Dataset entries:
····················

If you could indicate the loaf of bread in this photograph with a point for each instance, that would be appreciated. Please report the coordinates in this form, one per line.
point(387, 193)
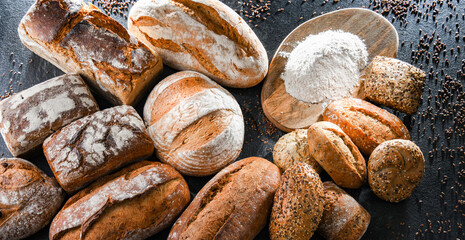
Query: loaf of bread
point(298, 204)
point(28, 199)
point(394, 83)
point(96, 145)
point(337, 154)
point(196, 125)
point(343, 217)
point(202, 35)
point(395, 168)
point(133, 203)
point(366, 124)
point(234, 204)
point(77, 37)
point(293, 148)
point(30, 116)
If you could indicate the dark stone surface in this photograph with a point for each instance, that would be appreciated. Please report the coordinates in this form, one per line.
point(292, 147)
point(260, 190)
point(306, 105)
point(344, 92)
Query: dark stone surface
point(434, 211)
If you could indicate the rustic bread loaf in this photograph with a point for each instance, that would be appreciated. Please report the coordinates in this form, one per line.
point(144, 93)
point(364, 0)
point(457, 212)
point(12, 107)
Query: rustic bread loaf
point(337, 154)
point(395, 168)
point(343, 217)
point(196, 125)
point(96, 145)
point(202, 35)
point(234, 204)
point(394, 83)
point(28, 199)
point(30, 116)
point(366, 124)
point(77, 37)
point(134, 203)
point(298, 204)
point(292, 148)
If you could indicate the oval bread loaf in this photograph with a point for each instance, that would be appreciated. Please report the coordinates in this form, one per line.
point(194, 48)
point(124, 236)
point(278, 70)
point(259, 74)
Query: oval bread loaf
point(234, 204)
point(134, 203)
point(196, 125)
point(337, 154)
point(28, 199)
point(366, 124)
point(201, 35)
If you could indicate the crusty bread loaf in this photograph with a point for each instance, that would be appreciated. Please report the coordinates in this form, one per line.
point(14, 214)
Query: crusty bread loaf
point(196, 125)
point(30, 116)
point(395, 168)
point(293, 148)
point(96, 145)
point(77, 37)
point(298, 204)
point(201, 35)
point(28, 199)
point(366, 124)
point(394, 83)
point(343, 217)
point(234, 204)
point(133, 203)
point(337, 154)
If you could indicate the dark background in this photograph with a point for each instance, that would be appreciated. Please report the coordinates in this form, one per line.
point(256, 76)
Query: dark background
point(430, 38)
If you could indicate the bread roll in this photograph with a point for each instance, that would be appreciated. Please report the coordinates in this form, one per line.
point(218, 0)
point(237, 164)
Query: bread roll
point(28, 199)
point(337, 154)
point(366, 124)
point(343, 217)
point(293, 148)
point(96, 145)
point(394, 83)
point(78, 38)
point(234, 204)
point(298, 204)
point(196, 125)
point(134, 203)
point(395, 168)
point(202, 35)
point(30, 116)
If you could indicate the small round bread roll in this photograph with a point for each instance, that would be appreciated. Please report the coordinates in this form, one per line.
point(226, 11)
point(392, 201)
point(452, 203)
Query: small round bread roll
point(395, 168)
point(292, 148)
point(343, 217)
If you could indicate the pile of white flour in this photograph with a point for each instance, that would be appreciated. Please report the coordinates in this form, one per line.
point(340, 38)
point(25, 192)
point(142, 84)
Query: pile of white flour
point(325, 67)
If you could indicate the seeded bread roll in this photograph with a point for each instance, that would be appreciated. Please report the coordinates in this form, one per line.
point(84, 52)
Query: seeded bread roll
point(337, 154)
point(293, 148)
point(394, 83)
point(30, 116)
point(28, 199)
point(343, 217)
point(298, 204)
point(395, 168)
point(78, 38)
point(201, 35)
point(366, 124)
point(196, 125)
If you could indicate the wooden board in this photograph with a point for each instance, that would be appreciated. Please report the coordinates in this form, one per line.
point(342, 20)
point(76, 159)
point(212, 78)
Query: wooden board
point(288, 113)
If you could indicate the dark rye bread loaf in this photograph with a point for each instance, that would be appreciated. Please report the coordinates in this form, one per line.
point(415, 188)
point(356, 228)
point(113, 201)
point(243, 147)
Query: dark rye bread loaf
point(77, 37)
point(30, 116)
point(234, 204)
point(134, 203)
point(96, 145)
point(28, 198)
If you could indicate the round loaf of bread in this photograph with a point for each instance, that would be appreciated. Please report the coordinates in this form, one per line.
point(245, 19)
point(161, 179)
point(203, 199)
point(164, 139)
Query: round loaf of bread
point(395, 168)
point(196, 125)
point(293, 148)
point(28, 198)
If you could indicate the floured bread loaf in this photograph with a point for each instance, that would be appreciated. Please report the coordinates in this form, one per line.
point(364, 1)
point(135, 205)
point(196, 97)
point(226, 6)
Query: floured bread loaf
point(196, 125)
point(30, 116)
point(202, 35)
point(77, 37)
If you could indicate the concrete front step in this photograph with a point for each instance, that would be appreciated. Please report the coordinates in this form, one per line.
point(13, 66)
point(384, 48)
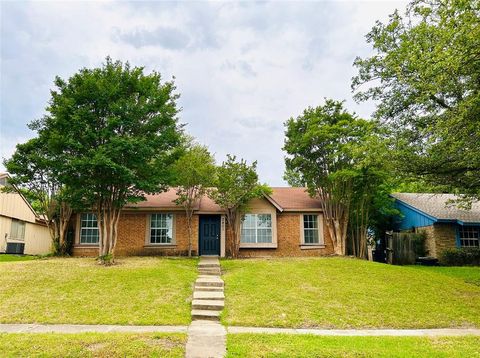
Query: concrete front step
point(209, 281)
point(211, 305)
point(208, 288)
point(209, 264)
point(205, 315)
point(208, 295)
point(209, 272)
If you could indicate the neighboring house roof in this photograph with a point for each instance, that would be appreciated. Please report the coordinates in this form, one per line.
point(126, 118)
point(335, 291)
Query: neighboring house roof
point(284, 199)
point(12, 209)
point(439, 207)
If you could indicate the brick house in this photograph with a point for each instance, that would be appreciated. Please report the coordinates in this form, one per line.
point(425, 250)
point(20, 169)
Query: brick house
point(286, 223)
point(446, 225)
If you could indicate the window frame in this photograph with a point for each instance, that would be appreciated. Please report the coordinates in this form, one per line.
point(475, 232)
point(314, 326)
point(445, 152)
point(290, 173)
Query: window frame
point(473, 228)
point(148, 235)
point(79, 231)
point(20, 223)
point(256, 228)
point(321, 239)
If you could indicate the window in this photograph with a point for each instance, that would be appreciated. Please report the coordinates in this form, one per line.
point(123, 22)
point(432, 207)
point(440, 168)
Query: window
point(17, 231)
point(469, 236)
point(88, 229)
point(161, 228)
point(257, 229)
point(310, 229)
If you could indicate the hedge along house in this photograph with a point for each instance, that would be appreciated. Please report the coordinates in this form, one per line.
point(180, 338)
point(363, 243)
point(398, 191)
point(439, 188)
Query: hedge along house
point(286, 223)
point(446, 226)
point(22, 230)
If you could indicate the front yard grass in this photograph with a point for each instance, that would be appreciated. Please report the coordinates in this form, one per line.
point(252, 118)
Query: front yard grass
point(136, 291)
point(92, 345)
point(348, 293)
point(279, 345)
point(10, 258)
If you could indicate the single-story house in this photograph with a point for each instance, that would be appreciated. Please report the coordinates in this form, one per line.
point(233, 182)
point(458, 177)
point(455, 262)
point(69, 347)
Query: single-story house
point(286, 223)
point(22, 230)
point(445, 224)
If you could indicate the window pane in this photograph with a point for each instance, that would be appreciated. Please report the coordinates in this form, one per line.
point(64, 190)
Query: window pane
point(469, 236)
point(264, 235)
point(264, 220)
point(161, 228)
point(310, 229)
point(248, 235)
point(88, 229)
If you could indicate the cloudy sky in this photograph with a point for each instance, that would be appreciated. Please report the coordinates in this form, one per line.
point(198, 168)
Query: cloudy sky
point(242, 69)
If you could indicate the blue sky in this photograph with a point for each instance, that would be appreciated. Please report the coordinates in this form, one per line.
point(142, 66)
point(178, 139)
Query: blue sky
point(242, 69)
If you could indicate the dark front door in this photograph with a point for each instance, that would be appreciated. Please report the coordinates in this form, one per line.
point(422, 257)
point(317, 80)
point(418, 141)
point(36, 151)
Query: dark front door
point(209, 235)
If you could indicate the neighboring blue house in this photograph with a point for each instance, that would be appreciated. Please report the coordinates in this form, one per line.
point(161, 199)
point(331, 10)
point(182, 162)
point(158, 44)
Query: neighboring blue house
point(446, 225)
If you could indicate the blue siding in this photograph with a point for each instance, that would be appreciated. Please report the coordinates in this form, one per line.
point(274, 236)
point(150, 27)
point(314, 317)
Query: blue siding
point(411, 218)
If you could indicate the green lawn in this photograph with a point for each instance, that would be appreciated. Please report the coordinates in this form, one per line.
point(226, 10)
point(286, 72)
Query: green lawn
point(92, 345)
point(278, 345)
point(10, 258)
point(143, 291)
point(348, 293)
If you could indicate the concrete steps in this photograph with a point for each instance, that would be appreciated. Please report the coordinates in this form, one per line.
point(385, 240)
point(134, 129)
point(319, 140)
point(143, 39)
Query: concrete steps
point(206, 315)
point(208, 294)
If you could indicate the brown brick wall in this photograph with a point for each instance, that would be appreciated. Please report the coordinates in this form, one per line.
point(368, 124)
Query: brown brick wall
point(288, 240)
point(132, 231)
point(439, 238)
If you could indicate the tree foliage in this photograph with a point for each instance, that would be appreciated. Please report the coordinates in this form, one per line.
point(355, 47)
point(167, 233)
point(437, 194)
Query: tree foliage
point(341, 159)
point(236, 184)
point(113, 132)
point(425, 77)
point(194, 173)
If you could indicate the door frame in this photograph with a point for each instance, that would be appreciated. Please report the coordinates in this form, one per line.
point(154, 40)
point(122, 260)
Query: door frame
point(221, 241)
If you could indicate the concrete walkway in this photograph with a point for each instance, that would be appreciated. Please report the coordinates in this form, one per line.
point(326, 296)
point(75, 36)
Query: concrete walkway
point(213, 327)
point(80, 328)
point(359, 332)
point(206, 336)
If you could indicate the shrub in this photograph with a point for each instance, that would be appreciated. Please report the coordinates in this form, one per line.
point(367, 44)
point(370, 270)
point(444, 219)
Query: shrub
point(460, 257)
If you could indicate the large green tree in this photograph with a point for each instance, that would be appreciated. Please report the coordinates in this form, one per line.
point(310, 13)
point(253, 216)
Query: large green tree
point(193, 173)
point(113, 131)
point(425, 77)
point(340, 158)
point(236, 184)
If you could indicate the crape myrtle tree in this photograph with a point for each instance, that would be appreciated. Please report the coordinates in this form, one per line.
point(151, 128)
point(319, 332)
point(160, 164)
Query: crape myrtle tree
point(236, 184)
point(193, 173)
point(337, 155)
point(113, 131)
point(35, 171)
point(425, 77)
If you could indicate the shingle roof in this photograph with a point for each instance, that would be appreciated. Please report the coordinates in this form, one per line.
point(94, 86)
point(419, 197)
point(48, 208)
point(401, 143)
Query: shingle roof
point(438, 206)
point(289, 199)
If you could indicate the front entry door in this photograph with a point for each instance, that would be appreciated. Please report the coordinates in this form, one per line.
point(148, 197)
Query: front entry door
point(209, 235)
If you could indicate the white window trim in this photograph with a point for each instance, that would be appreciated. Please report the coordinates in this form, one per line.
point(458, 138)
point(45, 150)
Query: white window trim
point(148, 243)
point(20, 239)
point(262, 245)
point(78, 231)
point(321, 239)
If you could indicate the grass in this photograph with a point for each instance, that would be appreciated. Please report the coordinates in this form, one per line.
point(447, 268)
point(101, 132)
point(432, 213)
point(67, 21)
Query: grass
point(92, 345)
point(12, 258)
point(348, 293)
point(278, 345)
point(141, 291)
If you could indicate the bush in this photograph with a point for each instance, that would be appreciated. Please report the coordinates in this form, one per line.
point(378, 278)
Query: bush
point(460, 257)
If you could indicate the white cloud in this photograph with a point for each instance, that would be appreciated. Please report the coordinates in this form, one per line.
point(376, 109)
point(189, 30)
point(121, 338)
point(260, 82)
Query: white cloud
point(242, 69)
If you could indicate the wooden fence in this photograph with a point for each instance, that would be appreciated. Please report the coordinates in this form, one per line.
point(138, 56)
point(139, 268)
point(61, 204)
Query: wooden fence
point(402, 248)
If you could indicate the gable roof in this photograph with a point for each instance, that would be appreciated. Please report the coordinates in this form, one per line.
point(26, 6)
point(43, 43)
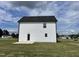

····················

▶ [WHAT THIS TASK INVOLVES]: Can you rewrite the rows from the line with "If you could indicate the dark background" to the line with "point(430, 38)" as a JSON list of strings, one string per line and no blank lines?

▶ [SOLUTION TO THIS EXERCISE]:
[
  "If you could indicate the dark background in this photograph with a point for each instance, that would be appreciated. Please report the coordinates in this form, one per line.",
  "point(256, 76)",
  "Query: dark background",
  "point(430, 38)"
]